• **Exercise details**
Count the lines in the material below that contain the string "race", and reply with that number only.

• **Data excerpts**
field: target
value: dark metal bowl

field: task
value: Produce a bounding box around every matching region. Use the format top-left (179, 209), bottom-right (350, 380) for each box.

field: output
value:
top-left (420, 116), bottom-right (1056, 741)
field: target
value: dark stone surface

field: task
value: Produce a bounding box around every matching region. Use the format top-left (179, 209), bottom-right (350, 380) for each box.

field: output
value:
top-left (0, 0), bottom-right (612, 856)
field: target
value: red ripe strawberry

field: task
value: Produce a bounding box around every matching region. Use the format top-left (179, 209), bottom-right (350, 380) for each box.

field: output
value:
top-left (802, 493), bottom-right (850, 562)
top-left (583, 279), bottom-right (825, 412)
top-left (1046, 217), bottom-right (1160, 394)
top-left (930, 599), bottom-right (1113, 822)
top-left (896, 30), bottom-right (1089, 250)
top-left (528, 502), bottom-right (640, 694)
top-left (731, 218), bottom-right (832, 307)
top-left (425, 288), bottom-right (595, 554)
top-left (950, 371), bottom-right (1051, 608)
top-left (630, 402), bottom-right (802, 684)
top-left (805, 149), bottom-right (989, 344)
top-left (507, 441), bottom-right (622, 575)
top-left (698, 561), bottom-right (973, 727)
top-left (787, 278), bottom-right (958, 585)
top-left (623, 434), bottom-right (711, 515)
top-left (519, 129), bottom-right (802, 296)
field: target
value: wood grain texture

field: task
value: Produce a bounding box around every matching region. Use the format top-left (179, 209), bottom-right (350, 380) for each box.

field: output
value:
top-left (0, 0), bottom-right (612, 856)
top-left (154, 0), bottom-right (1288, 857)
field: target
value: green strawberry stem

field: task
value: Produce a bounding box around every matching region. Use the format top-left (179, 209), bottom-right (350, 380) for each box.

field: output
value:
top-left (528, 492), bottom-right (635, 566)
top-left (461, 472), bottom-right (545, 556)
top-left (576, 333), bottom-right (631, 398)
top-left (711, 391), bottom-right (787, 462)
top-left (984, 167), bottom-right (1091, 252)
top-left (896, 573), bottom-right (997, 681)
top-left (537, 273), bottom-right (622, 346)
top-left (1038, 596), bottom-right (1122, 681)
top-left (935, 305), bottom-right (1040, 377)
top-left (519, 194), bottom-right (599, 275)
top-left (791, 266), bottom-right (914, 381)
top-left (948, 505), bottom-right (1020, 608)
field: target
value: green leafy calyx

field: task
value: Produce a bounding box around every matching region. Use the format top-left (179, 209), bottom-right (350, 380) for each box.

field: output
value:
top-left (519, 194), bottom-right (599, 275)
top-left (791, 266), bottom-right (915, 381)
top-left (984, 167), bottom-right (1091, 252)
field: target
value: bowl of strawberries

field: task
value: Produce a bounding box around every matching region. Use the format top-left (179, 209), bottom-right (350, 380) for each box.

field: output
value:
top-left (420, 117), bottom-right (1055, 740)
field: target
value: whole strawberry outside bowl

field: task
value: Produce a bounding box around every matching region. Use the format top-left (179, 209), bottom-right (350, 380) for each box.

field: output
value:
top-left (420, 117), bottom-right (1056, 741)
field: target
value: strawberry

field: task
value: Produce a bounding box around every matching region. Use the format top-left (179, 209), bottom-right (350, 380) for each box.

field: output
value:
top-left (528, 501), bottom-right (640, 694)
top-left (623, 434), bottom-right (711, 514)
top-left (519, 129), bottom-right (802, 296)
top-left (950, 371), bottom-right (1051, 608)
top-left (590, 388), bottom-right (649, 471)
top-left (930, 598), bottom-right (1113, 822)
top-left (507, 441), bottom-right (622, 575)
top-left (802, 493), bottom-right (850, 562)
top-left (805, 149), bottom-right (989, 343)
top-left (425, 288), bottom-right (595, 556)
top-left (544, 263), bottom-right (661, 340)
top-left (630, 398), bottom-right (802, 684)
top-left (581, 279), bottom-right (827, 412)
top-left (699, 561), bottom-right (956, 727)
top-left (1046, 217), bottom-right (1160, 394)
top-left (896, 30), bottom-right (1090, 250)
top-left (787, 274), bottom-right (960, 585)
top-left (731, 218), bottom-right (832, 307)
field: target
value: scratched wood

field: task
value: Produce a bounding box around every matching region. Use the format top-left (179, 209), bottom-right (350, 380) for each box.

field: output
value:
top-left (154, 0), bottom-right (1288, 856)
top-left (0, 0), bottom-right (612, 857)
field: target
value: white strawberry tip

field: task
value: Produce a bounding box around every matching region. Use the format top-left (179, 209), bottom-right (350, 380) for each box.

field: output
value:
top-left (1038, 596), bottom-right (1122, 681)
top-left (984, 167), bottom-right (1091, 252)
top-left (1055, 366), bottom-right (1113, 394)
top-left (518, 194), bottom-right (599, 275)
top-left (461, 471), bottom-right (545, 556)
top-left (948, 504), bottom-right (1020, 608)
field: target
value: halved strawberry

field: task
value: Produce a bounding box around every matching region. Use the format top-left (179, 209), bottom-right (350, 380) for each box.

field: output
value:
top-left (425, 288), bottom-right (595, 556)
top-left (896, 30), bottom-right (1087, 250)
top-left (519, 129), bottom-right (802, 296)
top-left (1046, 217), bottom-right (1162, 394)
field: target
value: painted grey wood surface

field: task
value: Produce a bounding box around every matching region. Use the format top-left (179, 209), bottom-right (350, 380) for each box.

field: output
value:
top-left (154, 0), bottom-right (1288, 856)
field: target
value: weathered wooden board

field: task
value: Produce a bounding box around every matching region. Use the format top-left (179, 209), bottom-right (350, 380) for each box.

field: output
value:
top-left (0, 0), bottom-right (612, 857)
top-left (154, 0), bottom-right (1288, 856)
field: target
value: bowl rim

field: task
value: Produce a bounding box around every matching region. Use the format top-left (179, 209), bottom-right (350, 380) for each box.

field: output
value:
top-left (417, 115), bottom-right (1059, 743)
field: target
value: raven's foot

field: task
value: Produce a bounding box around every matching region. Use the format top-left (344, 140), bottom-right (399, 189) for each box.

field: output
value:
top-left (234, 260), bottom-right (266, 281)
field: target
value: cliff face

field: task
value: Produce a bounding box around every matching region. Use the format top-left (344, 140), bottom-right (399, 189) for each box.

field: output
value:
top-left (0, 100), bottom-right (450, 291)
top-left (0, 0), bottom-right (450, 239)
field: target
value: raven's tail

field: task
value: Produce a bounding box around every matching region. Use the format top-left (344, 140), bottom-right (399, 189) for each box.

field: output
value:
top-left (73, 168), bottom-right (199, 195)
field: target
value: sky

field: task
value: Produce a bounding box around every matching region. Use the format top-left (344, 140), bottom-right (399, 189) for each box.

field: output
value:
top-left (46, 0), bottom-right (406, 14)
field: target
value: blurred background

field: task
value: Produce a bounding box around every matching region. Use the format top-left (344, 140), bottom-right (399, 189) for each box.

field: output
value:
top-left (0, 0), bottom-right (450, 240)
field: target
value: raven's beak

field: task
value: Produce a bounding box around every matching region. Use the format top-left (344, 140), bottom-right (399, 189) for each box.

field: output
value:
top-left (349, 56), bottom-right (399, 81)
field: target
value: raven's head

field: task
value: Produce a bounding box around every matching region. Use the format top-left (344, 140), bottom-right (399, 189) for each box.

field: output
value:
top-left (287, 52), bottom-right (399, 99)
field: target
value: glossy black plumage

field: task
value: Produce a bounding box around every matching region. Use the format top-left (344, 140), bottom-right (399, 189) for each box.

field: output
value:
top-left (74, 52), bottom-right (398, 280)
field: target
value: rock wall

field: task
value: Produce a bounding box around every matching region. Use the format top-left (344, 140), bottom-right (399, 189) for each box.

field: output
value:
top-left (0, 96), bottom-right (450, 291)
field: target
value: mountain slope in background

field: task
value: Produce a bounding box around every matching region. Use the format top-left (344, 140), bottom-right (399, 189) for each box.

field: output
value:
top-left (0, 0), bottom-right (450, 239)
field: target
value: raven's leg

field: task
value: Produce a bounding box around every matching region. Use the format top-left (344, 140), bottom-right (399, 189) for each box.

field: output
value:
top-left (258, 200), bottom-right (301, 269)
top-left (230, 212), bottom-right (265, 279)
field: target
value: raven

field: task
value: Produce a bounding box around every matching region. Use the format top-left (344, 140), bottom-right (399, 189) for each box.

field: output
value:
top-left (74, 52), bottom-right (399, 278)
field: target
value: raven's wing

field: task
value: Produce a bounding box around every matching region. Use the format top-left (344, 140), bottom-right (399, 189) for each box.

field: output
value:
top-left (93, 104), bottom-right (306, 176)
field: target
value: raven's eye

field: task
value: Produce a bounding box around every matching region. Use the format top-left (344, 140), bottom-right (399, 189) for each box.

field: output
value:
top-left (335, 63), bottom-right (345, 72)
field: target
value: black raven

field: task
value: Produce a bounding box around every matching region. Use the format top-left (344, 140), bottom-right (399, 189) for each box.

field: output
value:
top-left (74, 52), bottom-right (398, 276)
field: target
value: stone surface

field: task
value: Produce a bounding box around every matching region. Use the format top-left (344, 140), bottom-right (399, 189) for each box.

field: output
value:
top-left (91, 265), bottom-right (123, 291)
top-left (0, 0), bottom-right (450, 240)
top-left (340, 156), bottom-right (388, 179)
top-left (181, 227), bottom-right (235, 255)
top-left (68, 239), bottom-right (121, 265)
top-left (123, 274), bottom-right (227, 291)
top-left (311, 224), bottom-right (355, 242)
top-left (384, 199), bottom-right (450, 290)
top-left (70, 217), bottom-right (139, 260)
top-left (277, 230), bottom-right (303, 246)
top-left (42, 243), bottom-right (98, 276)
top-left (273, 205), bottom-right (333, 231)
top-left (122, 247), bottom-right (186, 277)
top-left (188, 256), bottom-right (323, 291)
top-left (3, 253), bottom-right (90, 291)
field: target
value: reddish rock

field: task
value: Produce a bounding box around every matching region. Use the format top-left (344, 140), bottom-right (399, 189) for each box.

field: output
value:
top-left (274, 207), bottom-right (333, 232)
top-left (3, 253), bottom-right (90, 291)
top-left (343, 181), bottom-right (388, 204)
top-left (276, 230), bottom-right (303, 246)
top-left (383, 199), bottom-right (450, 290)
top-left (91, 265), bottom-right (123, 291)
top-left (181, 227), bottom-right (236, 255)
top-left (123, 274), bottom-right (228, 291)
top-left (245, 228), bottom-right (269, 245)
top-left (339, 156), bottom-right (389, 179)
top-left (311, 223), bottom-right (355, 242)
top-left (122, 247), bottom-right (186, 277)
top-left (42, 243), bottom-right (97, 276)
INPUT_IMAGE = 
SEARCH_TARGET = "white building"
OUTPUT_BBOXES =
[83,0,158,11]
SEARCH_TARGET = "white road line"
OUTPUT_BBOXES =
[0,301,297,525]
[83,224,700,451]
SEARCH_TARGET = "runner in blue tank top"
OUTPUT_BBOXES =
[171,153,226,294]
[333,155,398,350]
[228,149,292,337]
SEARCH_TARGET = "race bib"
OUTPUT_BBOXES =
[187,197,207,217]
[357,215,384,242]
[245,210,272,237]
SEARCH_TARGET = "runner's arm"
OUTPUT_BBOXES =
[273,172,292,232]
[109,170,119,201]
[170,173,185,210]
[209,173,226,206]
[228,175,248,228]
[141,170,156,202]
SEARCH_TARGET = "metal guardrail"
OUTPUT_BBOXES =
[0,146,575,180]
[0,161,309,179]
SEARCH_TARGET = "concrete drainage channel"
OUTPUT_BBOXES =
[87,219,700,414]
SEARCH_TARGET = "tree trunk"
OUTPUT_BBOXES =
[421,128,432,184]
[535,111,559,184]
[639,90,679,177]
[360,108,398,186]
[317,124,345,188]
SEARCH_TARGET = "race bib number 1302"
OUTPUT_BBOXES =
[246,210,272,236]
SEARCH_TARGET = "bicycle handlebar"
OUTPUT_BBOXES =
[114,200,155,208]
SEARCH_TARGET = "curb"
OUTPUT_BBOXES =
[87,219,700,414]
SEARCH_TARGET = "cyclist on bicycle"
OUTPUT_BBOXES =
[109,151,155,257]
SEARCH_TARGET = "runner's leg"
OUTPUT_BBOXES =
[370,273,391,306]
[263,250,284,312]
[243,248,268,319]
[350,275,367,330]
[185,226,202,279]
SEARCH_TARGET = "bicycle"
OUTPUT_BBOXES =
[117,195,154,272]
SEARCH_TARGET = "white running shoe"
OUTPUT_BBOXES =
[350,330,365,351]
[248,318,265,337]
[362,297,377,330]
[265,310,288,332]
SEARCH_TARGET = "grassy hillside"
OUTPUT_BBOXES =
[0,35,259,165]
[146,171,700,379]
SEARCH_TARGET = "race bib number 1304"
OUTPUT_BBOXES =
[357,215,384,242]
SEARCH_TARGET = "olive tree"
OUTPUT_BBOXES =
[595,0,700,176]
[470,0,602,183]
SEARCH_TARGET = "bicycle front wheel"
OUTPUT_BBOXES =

• **Full response**
3